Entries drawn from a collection

▼

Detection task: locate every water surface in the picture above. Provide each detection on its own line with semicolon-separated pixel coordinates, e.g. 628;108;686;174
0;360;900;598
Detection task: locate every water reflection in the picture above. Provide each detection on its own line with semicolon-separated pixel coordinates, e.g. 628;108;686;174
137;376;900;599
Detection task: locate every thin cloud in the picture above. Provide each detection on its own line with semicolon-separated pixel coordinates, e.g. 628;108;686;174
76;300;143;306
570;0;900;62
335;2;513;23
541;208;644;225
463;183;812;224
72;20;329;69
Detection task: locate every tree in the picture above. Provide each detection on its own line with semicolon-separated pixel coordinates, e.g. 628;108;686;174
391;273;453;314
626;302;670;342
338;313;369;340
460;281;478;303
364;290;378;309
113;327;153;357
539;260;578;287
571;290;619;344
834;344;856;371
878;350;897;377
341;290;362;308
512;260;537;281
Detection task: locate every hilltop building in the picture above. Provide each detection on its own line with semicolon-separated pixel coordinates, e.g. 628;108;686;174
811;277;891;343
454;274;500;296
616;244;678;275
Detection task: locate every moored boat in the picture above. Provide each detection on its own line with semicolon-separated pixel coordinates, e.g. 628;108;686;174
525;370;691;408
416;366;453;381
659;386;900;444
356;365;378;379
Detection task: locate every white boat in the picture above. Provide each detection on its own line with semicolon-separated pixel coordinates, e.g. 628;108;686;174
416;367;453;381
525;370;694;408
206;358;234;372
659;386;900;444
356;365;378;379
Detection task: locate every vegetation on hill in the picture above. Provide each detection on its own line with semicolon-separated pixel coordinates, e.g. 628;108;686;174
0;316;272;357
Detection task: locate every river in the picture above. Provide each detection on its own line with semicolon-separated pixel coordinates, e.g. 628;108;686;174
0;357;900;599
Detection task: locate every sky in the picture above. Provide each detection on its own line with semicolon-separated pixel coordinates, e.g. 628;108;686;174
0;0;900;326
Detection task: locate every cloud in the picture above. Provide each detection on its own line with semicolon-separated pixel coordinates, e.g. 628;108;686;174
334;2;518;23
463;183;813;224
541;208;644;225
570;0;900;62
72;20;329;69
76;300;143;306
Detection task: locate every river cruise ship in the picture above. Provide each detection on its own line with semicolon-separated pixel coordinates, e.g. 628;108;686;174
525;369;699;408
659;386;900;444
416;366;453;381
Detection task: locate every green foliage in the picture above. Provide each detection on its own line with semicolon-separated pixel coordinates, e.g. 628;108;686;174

▲

§ Task to complete
Begin at the line that contains "Detection task: locate every hilltop" and continue through the last of the items, writing each line out again with the requests included. Add 135 to every coordinate in the answers, and leave the sample coordinates in the requests unchanged.

§ Solution to the problem
Detection task: locate every hilltop building in the picture above. Provide each detection on its own line with semicolon-separated pixel coordinates, e.g. 628;108;686;174
946;412;1026;478
589;409;635;431
751;379;813;410
Detection task: locate every moored boat in the picture above. Provide each detection on its own line with semicolon-separated pixel coordinates, e.g. 628;108;686;174
660;505;826;543
551;501;588;516
794;521;1035;579
491;500;513;514
Detection task: locate every white boat in the picture above. Provide each detection on its own line with semicolon-separated pixel coordinates, e.g. 628;108;686;174
551;502;588;516
660;505;829;543
341;493;369;507
794;521;1035;579
491;500;513;514
Detection task: locate every vegetation on hill in the picture above. Provide each detection on its own line with semicolon-separated pixel coordinates, e.g. 628;108;686;174
135;451;407;492
Detection task: locate every river in the picture above. Provide each detection on its own line with semicolon-separated pixel coordinates, e.g. 628;108;686;174
135;492;1035;734
Detection task: locate every sky in the picture above. Provide each detection on its own line with semicolon-separated pixel coordinates, e.g. 628;108;686;174
135;135;1035;461
Detection task: locate every cloud in the picture above. Provide each detection on its own line with semicolon-separated pixel coordinates, e.g. 628;108;686;174
469;137;653;158
598;318;948;359
676;343;779;360
705;135;1035;197
207;155;464;204
211;435;278;441
Detection task: locate every river cruise ship in the picture above. Provide each detection on its own line with semicolon-separated pixel coordinates, e.g. 628;108;686;174
660;504;834;543
794;521;1035;579
551;501;588;516
Detection task: locate every green foliage in the picture above. Provide each detection on its own line with semicolon-separated pixel coordinates, e.g. 628;108;686;174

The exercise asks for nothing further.